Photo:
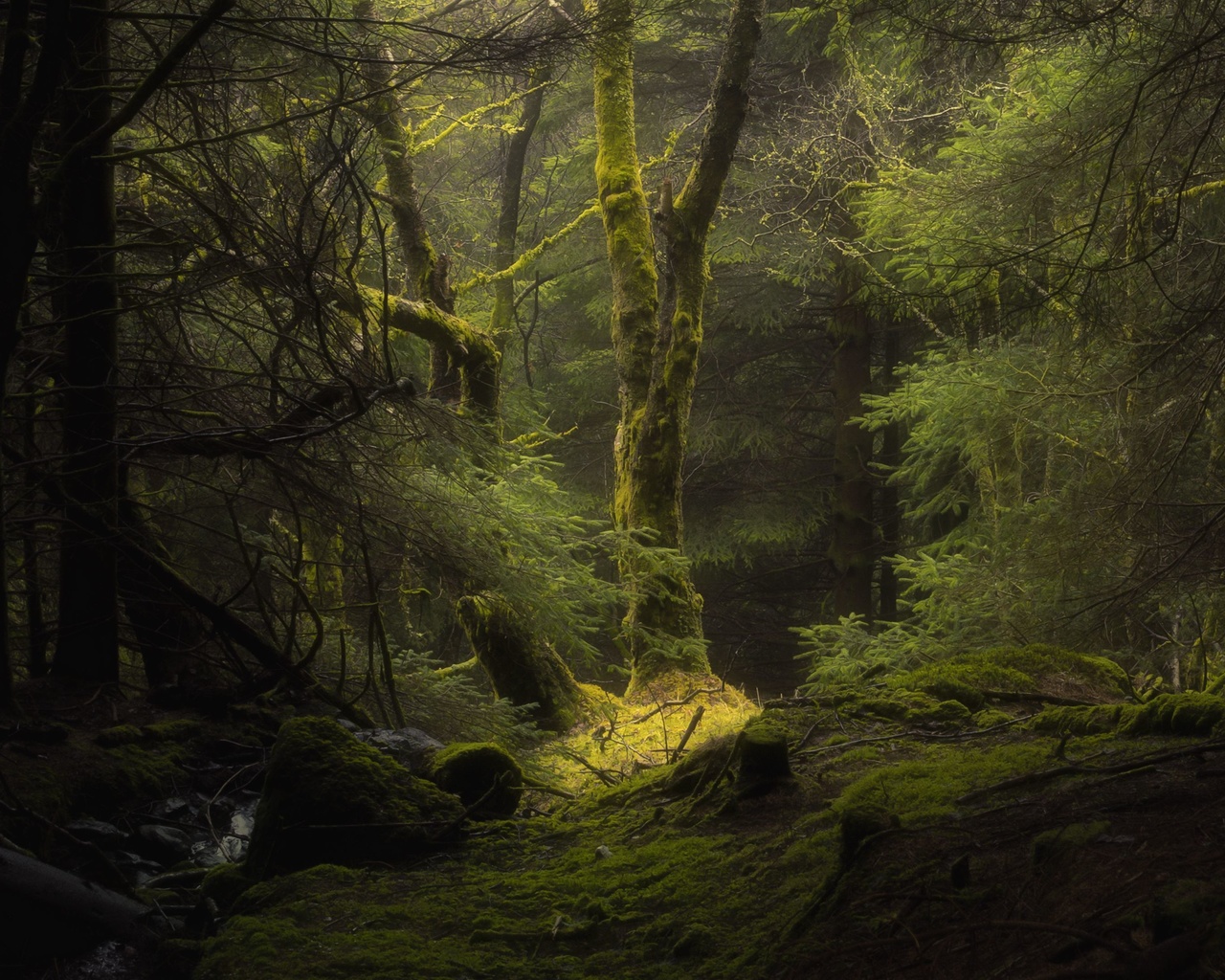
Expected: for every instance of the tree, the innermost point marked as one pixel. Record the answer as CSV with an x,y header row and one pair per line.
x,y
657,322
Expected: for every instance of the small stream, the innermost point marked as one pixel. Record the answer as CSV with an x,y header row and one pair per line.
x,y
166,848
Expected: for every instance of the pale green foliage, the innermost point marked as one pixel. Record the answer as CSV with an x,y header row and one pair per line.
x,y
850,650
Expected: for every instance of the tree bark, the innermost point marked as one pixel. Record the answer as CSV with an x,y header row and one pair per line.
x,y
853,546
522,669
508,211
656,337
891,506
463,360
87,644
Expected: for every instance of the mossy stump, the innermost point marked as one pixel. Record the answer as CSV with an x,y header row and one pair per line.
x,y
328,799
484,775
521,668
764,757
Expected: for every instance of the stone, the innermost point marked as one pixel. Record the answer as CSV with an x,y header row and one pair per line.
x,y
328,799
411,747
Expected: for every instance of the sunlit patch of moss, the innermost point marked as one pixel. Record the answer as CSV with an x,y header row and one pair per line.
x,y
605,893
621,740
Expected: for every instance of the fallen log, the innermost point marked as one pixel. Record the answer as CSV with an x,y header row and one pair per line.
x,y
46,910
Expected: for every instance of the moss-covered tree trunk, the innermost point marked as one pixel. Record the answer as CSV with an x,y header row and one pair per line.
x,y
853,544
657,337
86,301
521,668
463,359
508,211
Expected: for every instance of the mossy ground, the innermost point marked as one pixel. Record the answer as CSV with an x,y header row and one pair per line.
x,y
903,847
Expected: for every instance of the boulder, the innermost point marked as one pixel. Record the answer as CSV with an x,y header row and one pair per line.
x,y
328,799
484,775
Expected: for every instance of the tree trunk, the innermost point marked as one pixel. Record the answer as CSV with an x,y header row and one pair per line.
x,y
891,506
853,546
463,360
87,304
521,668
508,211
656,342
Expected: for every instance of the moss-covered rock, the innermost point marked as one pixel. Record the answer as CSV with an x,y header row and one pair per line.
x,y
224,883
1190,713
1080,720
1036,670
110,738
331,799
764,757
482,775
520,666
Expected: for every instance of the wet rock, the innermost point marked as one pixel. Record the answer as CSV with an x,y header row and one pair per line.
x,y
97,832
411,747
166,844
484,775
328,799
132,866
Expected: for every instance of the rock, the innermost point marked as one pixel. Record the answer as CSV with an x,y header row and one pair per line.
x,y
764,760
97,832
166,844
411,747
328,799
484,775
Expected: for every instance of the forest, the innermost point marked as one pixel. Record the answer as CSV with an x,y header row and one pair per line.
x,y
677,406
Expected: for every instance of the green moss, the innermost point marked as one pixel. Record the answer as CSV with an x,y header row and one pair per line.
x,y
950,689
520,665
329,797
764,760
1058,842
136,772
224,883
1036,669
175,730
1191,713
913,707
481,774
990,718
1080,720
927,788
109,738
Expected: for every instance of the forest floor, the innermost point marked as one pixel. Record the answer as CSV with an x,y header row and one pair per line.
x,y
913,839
------------------------------
| Task objective |
Reproduce the records above word for word, every line of them, with the pictures left out.

| Response to the exercise |
Photo:
Expected: for every instance of the tree, the innermost point marked as one pixel. Record the answer as CSV with an x,y header row and one pair per line.
x,y
657,322
Expected: for every instance of the small stream, the innermost point marked as one pixel. Record the answer as CSV with an x,y header row and one pair per line.
x,y
166,848
Expected: for every instance of the pale green foliage, the innermost point marked as one pixel. Record the answer as CSV with an x,y header row and one pair per line.
x,y
850,650
Expected: for every instance of the tree bark, the innermost point marked as one pixel. Record the answer as CSV with an x,y header row and one pair per line.
x,y
853,546
522,669
508,211
656,337
891,506
463,360
87,644
Expected: for every instance of the mossy stump, the innermost point marked as one pixel. Record the answer as CSV with an x,y header row and one pair per line.
x,y
328,799
484,775
521,668
764,757
Expected: for every instance of the stone, the innermost point marked as one pixel. Record the answer as CSV with an x,y header row and one pair per line.
x,y
328,799
411,747
Expected: for every instance of the sunlit patch of moss, the innermost point marked as one pixel. Record the answer as CSV with an x,y header row and one pair per line.
x,y
605,893
621,740
Expected: for every instance of the fallen log, the innermost point marked as one pixel. Record the answer as CSV with an x,y header row and one pair per line.
x,y
46,910
Expected: for every instance of the moss-covered tree trunk, the innermost point marked as one pixel. Record the answer as CSV with an x,y header row and one pair per line.
x,y
853,544
657,337
86,301
521,668
463,359
508,211
Expected: for every instance of the mossy ground, the innermost point marked as one pixel. Record the answer as CSV with an x,y header row and one pair per line.
x,y
903,847
Expected: for every instance of the boulder, the innermost point marked as one pixel. Record the answer as CSV with an x,y header row and one pair per line.
x,y
328,799
484,775
Expected: for every instance of the tree trunk, the innermost point marked as one pixel. Record the answer as CSV with an x,y header row and one pair per line.
x,y
891,506
853,546
463,360
87,304
521,668
508,211
656,342
Expected: for every instance of the moss-covered rock, the innermost point marked as one pixel. Record the answer as CSV with an x,y header row and one pair per line.
x,y
224,883
1190,713
1080,720
1036,670
110,738
331,799
764,757
482,775
520,666
Expected: for every instance of the wet rock, the innermost point marked as one pixel. Record the answer as CSV with an x,y header row and one pair per line.
x,y
97,832
411,747
166,844
484,775
328,799
132,866
Expected: for every instance of the rock, the innermost point marked as one pixel. Record the answer as CSV with an x,y header row and one pair per line.
x,y
764,760
97,832
166,844
411,747
328,799
484,775
Expected: for every instance of the forest, the innermost point marked as one pixel. Record the answer as CSV with an x,y header row and one pair per line.
x,y
677,406
Expected: for every instance of the green moss, the innermost point marked as one pixel. Record the answer as CSV with an x,y header row and one pair per line.
x,y
950,689
520,665
329,797
764,760
1058,842
136,772
224,883
1036,669
175,730
1191,713
913,707
481,774
990,718
1080,720
927,788
109,738
Expected: for every instance of the forest floor, the innermost point marked as one pixel. Record the answer as CSV with an x,y header row and one pair per line.
x,y
913,839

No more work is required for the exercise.